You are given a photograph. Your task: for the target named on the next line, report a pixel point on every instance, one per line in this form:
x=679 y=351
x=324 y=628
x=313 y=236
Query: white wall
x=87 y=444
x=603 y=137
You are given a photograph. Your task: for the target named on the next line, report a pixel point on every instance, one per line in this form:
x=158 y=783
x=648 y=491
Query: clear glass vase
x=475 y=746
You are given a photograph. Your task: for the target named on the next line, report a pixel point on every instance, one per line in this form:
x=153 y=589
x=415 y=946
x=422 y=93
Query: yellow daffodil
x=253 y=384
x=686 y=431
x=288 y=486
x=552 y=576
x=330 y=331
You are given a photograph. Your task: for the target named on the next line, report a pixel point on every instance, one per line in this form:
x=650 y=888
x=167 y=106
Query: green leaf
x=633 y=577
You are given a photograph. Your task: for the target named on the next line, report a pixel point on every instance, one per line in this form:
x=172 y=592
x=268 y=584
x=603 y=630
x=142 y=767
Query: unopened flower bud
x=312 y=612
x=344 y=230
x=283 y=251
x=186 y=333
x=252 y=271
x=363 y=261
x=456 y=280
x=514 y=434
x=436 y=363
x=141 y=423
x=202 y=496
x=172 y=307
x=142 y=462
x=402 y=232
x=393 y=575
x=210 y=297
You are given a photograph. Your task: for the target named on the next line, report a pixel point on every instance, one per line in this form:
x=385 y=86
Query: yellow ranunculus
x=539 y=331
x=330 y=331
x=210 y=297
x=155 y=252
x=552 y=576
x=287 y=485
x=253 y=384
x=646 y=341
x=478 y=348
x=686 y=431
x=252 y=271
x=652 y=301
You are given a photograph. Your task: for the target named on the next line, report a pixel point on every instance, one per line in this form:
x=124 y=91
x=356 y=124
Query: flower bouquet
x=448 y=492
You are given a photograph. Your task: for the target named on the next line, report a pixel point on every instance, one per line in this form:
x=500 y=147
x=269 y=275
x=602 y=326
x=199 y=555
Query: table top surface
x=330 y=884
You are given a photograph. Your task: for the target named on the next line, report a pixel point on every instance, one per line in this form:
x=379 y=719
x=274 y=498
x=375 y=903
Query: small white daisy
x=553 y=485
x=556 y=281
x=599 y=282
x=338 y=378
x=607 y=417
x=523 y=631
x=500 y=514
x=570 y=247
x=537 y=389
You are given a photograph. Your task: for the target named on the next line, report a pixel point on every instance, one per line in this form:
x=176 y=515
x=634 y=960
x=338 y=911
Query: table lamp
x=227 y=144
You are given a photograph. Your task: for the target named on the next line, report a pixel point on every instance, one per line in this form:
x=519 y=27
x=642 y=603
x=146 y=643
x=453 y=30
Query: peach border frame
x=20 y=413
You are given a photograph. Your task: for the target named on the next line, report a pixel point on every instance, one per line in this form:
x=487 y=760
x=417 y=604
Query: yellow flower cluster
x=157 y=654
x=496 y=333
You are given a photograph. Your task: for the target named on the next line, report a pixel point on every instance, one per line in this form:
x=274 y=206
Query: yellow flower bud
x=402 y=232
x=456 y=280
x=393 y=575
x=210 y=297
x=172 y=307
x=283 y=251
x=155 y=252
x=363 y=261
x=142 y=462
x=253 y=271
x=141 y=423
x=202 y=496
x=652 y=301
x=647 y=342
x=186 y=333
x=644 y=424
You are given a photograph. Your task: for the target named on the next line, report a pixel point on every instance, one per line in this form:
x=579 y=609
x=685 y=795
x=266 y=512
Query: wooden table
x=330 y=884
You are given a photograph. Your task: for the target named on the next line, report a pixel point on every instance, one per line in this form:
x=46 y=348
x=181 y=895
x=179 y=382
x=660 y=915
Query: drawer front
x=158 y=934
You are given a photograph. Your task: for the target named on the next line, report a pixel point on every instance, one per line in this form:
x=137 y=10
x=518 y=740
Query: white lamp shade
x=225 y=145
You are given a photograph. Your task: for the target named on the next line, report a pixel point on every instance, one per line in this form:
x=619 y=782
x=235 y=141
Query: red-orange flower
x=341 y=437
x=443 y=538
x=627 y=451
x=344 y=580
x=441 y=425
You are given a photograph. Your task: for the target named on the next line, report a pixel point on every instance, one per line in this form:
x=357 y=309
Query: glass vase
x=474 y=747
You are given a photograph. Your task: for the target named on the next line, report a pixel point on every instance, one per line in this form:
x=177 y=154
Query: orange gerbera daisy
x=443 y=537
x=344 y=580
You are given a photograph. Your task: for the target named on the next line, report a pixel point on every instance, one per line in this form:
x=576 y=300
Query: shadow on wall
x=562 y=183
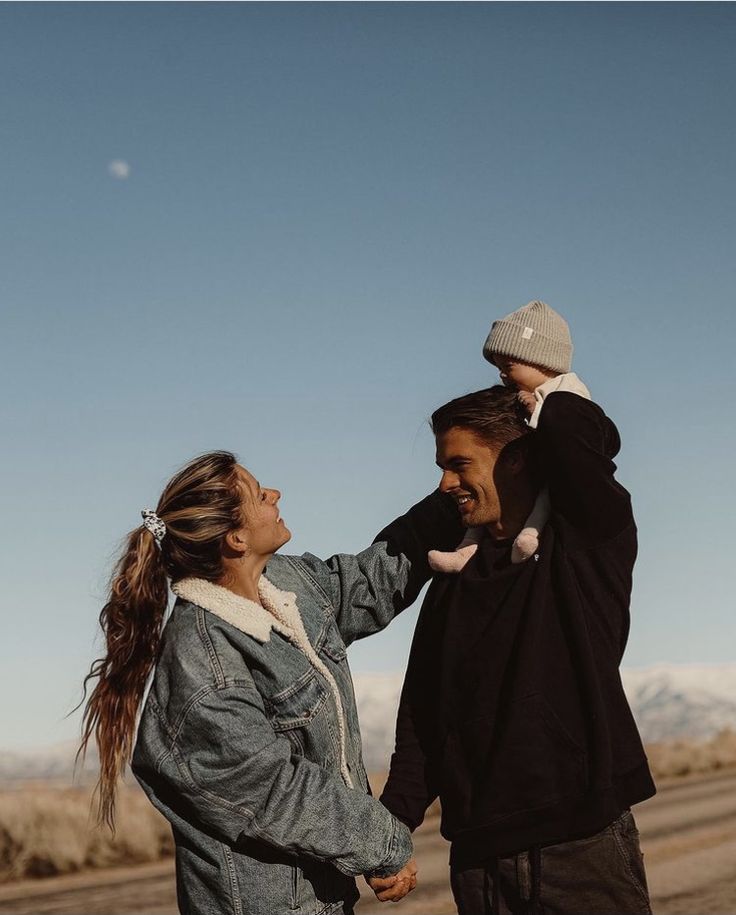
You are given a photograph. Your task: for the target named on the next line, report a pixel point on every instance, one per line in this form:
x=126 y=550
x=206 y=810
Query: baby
x=532 y=350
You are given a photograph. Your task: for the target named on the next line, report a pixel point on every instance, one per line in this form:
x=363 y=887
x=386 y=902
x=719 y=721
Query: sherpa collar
x=279 y=610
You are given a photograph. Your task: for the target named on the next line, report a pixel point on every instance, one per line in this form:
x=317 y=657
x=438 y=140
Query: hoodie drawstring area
x=535 y=876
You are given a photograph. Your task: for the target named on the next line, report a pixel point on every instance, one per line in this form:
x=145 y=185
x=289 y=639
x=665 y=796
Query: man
x=512 y=710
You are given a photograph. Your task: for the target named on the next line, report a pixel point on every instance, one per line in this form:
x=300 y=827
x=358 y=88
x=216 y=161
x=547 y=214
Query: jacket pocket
x=299 y=704
x=333 y=645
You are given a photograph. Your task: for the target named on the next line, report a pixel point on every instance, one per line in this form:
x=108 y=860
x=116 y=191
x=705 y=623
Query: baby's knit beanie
x=535 y=334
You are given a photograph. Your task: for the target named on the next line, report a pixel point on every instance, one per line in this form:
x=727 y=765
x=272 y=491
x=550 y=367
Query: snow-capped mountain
x=669 y=702
x=672 y=701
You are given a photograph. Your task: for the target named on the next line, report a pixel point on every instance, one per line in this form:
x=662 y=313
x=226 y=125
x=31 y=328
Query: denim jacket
x=249 y=740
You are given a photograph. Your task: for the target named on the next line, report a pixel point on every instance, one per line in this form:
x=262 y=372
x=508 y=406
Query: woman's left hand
x=391 y=889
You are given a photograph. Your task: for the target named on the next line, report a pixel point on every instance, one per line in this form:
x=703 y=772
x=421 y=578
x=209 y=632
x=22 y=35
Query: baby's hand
x=528 y=399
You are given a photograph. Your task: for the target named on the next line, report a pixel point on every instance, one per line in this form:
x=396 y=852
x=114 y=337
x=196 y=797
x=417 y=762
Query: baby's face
x=520 y=375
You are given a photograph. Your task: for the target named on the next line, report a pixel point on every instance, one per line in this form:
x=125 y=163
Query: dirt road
x=688 y=835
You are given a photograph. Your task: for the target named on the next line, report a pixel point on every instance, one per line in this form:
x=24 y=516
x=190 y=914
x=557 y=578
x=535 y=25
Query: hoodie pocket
x=528 y=760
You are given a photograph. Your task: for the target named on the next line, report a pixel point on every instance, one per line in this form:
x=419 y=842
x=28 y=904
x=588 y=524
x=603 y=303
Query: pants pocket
x=626 y=839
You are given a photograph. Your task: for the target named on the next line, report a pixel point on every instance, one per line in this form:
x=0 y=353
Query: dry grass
x=46 y=831
x=685 y=757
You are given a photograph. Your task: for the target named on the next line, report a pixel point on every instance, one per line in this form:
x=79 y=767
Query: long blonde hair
x=199 y=505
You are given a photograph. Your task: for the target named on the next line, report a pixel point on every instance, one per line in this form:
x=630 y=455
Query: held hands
x=528 y=400
x=391 y=889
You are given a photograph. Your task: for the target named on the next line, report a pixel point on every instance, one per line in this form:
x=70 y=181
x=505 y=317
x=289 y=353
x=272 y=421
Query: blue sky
x=327 y=205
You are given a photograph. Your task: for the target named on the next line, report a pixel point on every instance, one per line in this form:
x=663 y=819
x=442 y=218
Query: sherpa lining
x=278 y=611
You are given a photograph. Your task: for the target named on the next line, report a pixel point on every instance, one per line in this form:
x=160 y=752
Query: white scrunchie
x=154 y=524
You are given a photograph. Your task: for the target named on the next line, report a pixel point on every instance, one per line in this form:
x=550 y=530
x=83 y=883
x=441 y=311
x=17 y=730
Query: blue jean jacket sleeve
x=367 y=590
x=242 y=782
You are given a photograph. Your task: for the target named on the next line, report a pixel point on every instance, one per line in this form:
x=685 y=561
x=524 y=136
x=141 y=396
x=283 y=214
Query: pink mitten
x=454 y=561
x=525 y=545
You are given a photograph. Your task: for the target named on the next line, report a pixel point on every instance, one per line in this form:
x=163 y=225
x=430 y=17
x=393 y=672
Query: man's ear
x=236 y=541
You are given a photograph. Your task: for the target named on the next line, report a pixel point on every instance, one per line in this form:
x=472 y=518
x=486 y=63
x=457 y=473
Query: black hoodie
x=512 y=710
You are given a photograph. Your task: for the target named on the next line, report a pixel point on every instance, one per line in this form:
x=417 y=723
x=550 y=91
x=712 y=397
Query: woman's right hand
x=391 y=889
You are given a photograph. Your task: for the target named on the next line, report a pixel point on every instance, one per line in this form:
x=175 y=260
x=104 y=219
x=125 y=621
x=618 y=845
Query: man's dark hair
x=493 y=414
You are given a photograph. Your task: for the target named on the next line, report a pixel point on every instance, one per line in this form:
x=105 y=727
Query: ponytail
x=196 y=510
x=131 y=621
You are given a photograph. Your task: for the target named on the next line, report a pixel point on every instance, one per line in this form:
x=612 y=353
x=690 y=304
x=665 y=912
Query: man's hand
x=528 y=400
x=391 y=889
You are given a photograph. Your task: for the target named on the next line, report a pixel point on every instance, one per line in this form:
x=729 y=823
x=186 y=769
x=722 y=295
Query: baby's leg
x=527 y=541
x=459 y=557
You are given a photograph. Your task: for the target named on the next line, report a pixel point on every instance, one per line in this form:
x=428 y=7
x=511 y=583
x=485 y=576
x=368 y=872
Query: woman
x=249 y=741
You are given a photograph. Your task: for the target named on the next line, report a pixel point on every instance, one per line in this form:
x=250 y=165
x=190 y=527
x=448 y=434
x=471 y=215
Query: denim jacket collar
x=279 y=610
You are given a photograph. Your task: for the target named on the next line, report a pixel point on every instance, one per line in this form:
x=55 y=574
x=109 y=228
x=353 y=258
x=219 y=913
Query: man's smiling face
x=469 y=475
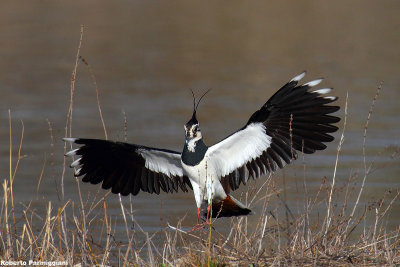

################

:: Assigned task ::
In the listing above, find the line containing "x=690 y=304" and the line containing "x=485 y=576". Output them and every line between, exactly, and nothing else.

:: Your solution ::
x=690 y=304
x=665 y=912
Query: man's hand
x=528 y=400
x=391 y=889
You are given a photograph. Your task: for the target named on the next line, report a pixel point on every instance, one per line in this form:
x=729 y=823
x=186 y=769
x=722 y=295
Query: baby's leg
x=527 y=541
x=459 y=557
You are given a photograph. Your task: for the target named on the next line, report a pixel point on every instance, one per line in this form:
x=428 y=7
x=511 y=583
x=485 y=576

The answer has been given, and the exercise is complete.